**Page text:**
Lodore is a rural unincorporated community in northern Amelia County just south of the Appomattox River in the U.S. state of Virginia. It is located along SR 616 (S. Genito Road) at its intersection with the northern terminus of SR 636 (N. Lodore Road).

The community was listed as a post village called Houston before the name was changed to Lodore about 1845. On Civil War-era maps, however, "Lodore" was used only as a reference to the home of one of the landowners along Genito Road; an intersection just under a mile away was noted as Giles Crossroads or Giles Chapel, after William Branch Giles, U.S. senator and governor of Virginia, whose home is a short distance northeast. The Lodore post office remained in operation until at least the turn of the 20th century; the area is now served by the post office several miles south at the county seat, Amelia Court House, ZIP code 23002.

**Recorded information:**
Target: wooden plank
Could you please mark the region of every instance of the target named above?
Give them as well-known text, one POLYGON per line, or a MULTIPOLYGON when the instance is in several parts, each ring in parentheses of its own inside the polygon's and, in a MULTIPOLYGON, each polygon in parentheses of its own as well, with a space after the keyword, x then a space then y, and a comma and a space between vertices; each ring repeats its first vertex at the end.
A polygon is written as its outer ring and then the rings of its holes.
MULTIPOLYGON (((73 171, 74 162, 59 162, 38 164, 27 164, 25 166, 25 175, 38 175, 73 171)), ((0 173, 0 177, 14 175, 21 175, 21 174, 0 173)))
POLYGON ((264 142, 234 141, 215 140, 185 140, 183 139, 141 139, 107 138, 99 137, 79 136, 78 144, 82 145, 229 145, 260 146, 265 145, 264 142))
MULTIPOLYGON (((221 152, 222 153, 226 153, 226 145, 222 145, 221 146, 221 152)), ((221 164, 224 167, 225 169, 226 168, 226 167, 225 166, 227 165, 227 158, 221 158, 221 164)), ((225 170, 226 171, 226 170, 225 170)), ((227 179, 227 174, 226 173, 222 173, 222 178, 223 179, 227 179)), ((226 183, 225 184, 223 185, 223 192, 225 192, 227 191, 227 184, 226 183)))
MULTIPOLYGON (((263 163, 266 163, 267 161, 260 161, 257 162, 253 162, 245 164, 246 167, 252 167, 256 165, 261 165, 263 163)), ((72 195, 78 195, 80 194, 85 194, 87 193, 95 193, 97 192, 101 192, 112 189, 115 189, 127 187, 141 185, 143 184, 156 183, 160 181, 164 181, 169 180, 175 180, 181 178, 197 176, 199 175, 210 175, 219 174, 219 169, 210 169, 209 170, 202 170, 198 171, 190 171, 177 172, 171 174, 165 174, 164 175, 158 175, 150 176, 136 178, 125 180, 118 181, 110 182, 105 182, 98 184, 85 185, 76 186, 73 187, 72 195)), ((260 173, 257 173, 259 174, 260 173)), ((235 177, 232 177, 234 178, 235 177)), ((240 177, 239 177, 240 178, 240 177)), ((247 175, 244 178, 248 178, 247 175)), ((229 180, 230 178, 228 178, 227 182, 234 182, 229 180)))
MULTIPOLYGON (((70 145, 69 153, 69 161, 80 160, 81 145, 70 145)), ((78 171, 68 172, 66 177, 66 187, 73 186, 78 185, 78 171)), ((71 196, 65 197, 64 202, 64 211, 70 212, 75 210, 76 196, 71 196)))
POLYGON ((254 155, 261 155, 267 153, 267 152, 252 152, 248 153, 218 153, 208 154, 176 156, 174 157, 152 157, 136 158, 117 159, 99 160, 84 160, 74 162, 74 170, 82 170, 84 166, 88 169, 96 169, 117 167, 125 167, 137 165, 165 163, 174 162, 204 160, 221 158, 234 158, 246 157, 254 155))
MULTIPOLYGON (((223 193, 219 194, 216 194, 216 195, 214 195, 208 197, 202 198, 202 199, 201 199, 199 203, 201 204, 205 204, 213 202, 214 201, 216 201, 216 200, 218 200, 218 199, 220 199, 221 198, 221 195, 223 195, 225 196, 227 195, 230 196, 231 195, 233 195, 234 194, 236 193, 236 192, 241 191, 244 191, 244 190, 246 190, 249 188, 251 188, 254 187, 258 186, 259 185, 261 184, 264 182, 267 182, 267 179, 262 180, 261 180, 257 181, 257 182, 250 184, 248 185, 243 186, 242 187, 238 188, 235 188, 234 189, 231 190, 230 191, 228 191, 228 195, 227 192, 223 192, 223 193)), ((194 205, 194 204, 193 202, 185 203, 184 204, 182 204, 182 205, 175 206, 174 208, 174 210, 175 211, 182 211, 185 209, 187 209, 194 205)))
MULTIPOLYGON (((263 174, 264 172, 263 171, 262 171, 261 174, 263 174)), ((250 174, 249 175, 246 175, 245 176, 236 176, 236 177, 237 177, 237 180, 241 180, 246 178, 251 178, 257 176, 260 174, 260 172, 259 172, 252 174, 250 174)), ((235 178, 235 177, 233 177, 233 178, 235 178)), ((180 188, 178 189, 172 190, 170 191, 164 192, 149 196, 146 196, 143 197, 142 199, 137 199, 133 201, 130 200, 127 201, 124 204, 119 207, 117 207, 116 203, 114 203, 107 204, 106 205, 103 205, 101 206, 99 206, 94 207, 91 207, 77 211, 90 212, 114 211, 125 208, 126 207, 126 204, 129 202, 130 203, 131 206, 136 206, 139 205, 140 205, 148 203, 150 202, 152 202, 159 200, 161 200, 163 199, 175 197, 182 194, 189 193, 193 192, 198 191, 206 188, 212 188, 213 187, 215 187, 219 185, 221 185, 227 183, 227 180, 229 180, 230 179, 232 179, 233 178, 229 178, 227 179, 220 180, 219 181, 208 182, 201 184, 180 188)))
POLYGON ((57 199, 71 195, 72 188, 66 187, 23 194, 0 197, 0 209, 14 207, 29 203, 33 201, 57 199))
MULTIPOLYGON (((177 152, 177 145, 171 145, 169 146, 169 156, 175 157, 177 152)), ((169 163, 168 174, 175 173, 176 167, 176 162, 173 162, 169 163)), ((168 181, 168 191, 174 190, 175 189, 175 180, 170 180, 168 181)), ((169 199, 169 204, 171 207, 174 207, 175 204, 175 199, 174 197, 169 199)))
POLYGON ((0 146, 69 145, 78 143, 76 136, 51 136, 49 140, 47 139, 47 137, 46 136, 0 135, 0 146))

**Work instructions:**
1 > According to the Lodore text, what was the community called as a post village before it was renamed Lodore around 1845?
2 > Write the next part of the text about Lodore, Virginia, starting after its final sentence.

**Exercise responses:**
1 > Houston

2 >
The immediate vicinity of Lodore appears to have been spared significant action during most of the Civil War, although numerous engagements were fought only a few miles to the south and west during the final days of the war in early April 1865, as General Robert E. Lee and his army continued their westward retreat. A Confederate wagon train from Richmond, forced to bypass the Lodore area because the Genito bridge over the Appomattox River was uncrossable, was destroyed by  Union troops near Paineville.

Several structures listed on the National Register of Historic Places are located near Lodore, including:
 The Wigwam, historic residence of William Branch Giles, 24th governor of Virginia, approximately 4 miles northeast.
 Haw Branch plantation house, approximately 2 miles south by straight-line distance. 
 Grub Hill Church, approximately 4 miles southeast.
 Egglestetton plantation house, approximately 4 miles southeast.

References

 

.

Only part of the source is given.